> **What you should do**
Please retype every one of the following items word for word, changing nothing.

┌────────

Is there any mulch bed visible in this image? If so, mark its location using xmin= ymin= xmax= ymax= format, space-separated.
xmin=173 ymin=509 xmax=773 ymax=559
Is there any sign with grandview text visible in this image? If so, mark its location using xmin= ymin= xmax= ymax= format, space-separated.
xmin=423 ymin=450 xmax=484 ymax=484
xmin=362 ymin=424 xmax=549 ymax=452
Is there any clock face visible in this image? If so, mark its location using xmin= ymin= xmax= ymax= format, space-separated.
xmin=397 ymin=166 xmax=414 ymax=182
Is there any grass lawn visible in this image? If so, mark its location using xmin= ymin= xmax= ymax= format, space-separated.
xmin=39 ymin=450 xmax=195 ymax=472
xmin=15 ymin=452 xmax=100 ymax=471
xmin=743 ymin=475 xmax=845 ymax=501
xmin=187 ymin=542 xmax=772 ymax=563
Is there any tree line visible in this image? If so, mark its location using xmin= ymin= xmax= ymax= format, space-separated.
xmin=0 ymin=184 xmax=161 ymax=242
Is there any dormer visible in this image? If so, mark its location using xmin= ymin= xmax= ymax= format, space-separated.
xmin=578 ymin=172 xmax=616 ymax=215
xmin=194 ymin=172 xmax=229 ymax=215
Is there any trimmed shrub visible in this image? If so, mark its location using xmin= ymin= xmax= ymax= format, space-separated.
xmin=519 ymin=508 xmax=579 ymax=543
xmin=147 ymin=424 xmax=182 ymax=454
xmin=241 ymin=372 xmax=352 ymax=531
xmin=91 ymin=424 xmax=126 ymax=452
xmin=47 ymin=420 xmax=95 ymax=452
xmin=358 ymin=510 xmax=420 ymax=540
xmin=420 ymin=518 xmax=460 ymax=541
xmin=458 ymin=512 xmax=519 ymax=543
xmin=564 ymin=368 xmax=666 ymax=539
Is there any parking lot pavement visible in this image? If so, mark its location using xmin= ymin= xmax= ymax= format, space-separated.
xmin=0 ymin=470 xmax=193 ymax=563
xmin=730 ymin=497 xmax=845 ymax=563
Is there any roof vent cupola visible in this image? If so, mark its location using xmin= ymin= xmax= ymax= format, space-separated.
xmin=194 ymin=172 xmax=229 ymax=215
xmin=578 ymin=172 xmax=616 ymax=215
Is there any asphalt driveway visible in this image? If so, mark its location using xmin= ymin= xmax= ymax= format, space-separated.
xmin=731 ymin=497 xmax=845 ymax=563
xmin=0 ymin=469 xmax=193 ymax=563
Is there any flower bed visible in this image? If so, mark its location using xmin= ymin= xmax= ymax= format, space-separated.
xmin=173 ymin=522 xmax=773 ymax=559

└────────

> **Solution for this problem**
Is there any mulch bed visible in this image? If so, mark its location using xmin= ymin= xmax= ymax= format, space-separated.
xmin=173 ymin=509 xmax=773 ymax=559
Is there any sign with grandview text visible in this image? If so, mark its location using xmin= ymin= xmax= ymax= format, space-separated.
xmin=423 ymin=450 xmax=484 ymax=484
xmin=362 ymin=424 xmax=549 ymax=452
Is there any clock face visible in this image? If so, mark its location using xmin= ymin= xmax= ymax= format, space-separated.
xmin=397 ymin=166 xmax=414 ymax=182
Is there any grass lawn visible in this image? If so, mark its location using xmin= ymin= xmax= ymax= format, space-separated.
xmin=39 ymin=450 xmax=195 ymax=472
xmin=15 ymin=452 xmax=100 ymax=471
xmin=743 ymin=475 xmax=845 ymax=501
xmin=187 ymin=542 xmax=772 ymax=563
Is there any tree line visible in this image? If so, mark its location using xmin= ymin= xmax= ymax= format, space-separated.
xmin=0 ymin=184 xmax=161 ymax=242
Is there any dormer visible in this image? If so, mark its location using xmin= ymin= xmax= ymax= format, space-separated.
xmin=578 ymin=172 xmax=616 ymax=215
xmin=194 ymin=172 xmax=229 ymax=215
Is there any trimmed shrub visible in this image? If so, mark its location using xmin= ymin= xmax= ymax= format, space-separated.
xmin=519 ymin=508 xmax=579 ymax=543
xmin=147 ymin=424 xmax=182 ymax=454
xmin=241 ymin=372 xmax=352 ymax=531
xmin=91 ymin=424 xmax=126 ymax=452
xmin=47 ymin=420 xmax=95 ymax=452
xmin=358 ymin=510 xmax=420 ymax=540
xmin=420 ymin=518 xmax=460 ymax=541
xmin=458 ymin=512 xmax=519 ymax=543
xmin=564 ymin=368 xmax=666 ymax=539
Is there any parking lot pavement visible in this image? If so, mark its location using xmin= ymin= xmax= ymax= format, space-separated.
xmin=0 ymin=470 xmax=193 ymax=563
xmin=730 ymin=497 xmax=845 ymax=563
Is there any roof vent cupola visible in this image? If so, mark its location using xmin= ymin= xmax= ymax= format, space-separated.
xmin=194 ymin=172 xmax=229 ymax=215
xmin=578 ymin=172 xmax=616 ymax=215
Is there any asphalt driveway visible in this image? If so, mark its location using xmin= ymin= xmax= ymax= format, space-separated.
xmin=731 ymin=497 xmax=845 ymax=563
xmin=0 ymin=469 xmax=193 ymax=563
Is there any flower bed visible in this image? If so, mark its location using xmin= ymin= xmax= ymax= format, space-separated.
xmin=173 ymin=522 xmax=773 ymax=559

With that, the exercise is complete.